GOAL » Arrange every line of the records below as a Markdown table with the columns Number and Record line, numbering the rows in order and leaving out any blank lines.
+ + + +
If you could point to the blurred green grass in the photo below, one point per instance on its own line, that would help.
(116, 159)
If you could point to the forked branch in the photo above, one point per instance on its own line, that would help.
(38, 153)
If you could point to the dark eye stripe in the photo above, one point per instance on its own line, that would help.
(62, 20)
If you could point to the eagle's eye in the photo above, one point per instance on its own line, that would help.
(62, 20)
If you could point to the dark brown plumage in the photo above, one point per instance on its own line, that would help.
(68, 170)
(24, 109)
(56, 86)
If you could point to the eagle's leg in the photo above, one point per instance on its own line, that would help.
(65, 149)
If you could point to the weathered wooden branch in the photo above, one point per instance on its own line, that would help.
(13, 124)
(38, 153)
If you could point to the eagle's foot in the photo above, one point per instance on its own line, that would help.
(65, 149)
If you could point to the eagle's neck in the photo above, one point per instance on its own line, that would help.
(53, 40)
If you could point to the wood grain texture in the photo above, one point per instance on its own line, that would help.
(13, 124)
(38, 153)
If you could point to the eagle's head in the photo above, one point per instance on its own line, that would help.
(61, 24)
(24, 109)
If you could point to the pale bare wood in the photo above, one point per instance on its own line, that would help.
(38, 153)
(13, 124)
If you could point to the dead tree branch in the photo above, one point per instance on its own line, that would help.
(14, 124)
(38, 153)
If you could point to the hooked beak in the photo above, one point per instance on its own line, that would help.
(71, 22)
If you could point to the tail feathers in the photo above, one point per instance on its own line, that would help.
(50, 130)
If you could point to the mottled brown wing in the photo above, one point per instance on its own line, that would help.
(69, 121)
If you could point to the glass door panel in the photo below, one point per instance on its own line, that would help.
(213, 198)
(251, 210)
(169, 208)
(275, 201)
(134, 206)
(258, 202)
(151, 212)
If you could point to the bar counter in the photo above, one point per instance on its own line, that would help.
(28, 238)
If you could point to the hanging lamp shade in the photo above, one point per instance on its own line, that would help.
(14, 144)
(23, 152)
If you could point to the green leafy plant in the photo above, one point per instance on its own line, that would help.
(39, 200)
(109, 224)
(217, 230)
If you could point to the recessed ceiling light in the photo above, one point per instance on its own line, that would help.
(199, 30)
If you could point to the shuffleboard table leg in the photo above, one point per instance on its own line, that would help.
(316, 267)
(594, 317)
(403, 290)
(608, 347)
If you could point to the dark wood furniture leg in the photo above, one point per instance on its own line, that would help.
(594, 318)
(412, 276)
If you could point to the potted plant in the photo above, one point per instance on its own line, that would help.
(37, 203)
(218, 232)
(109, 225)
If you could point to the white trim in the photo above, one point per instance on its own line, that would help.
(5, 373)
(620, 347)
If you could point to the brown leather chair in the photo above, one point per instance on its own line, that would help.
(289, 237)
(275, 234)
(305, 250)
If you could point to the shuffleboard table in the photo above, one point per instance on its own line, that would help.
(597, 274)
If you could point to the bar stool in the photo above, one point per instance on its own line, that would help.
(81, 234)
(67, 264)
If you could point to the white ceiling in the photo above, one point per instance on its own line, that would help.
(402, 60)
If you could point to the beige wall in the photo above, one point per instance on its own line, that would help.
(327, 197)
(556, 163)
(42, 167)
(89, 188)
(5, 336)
+ + + +
FULL OUTPUT »
| Number | Record line |
|---|---|
| 1 | If you could point to the blurred green grass in the photo below, one point per instance on its own line, that would help. |
| 2 | (116, 159) |
| 3 | If you could point to the forked branch in the photo above, one point per instance on its own line, that would help. |
| 4 | (38, 153) |
| 5 | If you could point to the dark eye stripe in the photo above, one point per instance on its own line, that would help. |
| 6 | (62, 20) |
| 7 | If you could point to the eagle's eye in the photo above, one point per instance on its own line, that would help. |
| 8 | (62, 20) |
| 9 | If you could point to the dark brown plumage in the photo above, one point per instance on its own line, that would help. |
| 10 | (68, 170) |
| 11 | (24, 109) |
| 12 | (56, 86) |
| 13 | If you could point to the eagle's leg in the photo above, one point per instance on its own line, that would help. |
| 14 | (65, 149) |
| 15 | If you could point to the weathered wooden branch in the photo above, one point per instance on its own line, that would help. |
| 16 | (13, 124) |
| 17 | (38, 153) |
| 18 | If you could point to the eagle's foot in the photo above, one point per instance on its own line, that would help. |
| 19 | (65, 149) |
| 20 | If you could point to the eagle's neck in the photo above, one point per instance on its own line, that would help. |
| 21 | (53, 40) |
| 22 | If you could point to the wood grain texture in the photo above, one point per instance on its own line, that would help. |
| 23 | (13, 124) |
| 24 | (38, 153) |
| 25 | If you could point to the eagle's head in the photo above, one point per instance on its own line, that would help. |
| 26 | (61, 24) |
| 27 | (24, 109) |
| 28 | If you could point to the pale bare wood in the photo above, one point per instance on its own line, that would help. |
| 29 | (38, 153) |
| 30 | (13, 124) |
| 31 | If you could point to the dead tree branch in the photo above, one point per instance on its own line, that would help. |
| 32 | (14, 124) |
| 33 | (38, 153) |
| 34 | If you could point to the hooked beak in the photo above, one point per instance on its own line, that would help. |
| 35 | (71, 22) |
| 36 | If you could point to the tail feathers in the photo above, one point per instance on its own line, that would help. |
| 37 | (50, 130) |
| 38 | If you could point to the mottled brown wing in the photo above, one point per instance on its own line, that would help. |
| 39 | (69, 121) |
| 40 | If you could point to the glass door panel in the photo below, one point per instance on its own line, that would help. |
| 41 | (213, 198) |
| 42 | (251, 210) |
| 43 | (169, 208) |
| 44 | (275, 201) |
| 45 | (134, 206) |
| 46 | (258, 202) |
| 47 | (151, 212) |
| 48 | If you could point to the bar counter in the photo above, one point per instance on its own line, that would help. |
| 49 | (28, 238) |
| 50 | If you could point to the hanging lamp shade in the photo above, one point per instance on its own line, that would help. |
| 51 | (14, 144) |
| 52 | (23, 152) |
| 53 | If you could point to the green leafy plant in the photo above, one point per instance on its own line, that would help. |
| 54 | (39, 200) |
| 55 | (109, 224) |
| 56 | (217, 230) |
| 57 | If you could point to the recessed ceiling light in the photo above, one point per instance on its own line, that would help. |
| 58 | (199, 30) |
| 59 | If you could point to the shuffleboard table leg in the photo above, one point per instance on its own line, that would help. |
| 60 | (316, 267) |
| 61 | (594, 317) |
| 62 | (403, 290) |
| 63 | (608, 347) |
| 64 | If you could point to the dark wood furniture leg in the photo above, one point per instance on its own line, that would help. |
| 65 | (594, 318) |
| 66 | (412, 276) |
| 67 | If you could point to the potted plant in the photo above, one point per instance on its own line, that would help. |
| 68 | (37, 203) |
| 69 | (218, 232) |
| 70 | (109, 225) |
| 71 | If you could point to the white trim in the photo above, one point per instance on its own line, that would help. |
| 72 | (5, 373) |
| 73 | (620, 347) |
| 74 | If you could point to the brown leather chair in the photo above, one point per instance on its own line, that would help. |
| 75 | (289, 237) |
| 76 | (275, 234) |
| 77 | (305, 250) |
| 78 | If you could point to the shuffleboard table in the photo above, one point per instance on its own line, that would help. |
| 79 | (597, 274) |
| 80 | If you could point to the bar stool in the photo above, one point per instance on its own line, that would help. |
| 81 | (81, 234) |
| 82 | (67, 264) |
| 83 | If you could point to the white ceiling in the photo above, one point per instance on its own line, that would help. |
| 84 | (402, 60) |
| 85 | If you could point to the beige wall in the photo above, one point per instance on its own line, that would help. |
| 86 | (327, 197) |
| 87 | (556, 163) |
| 88 | (42, 167) |
| 89 | (89, 188) |
| 90 | (5, 336) |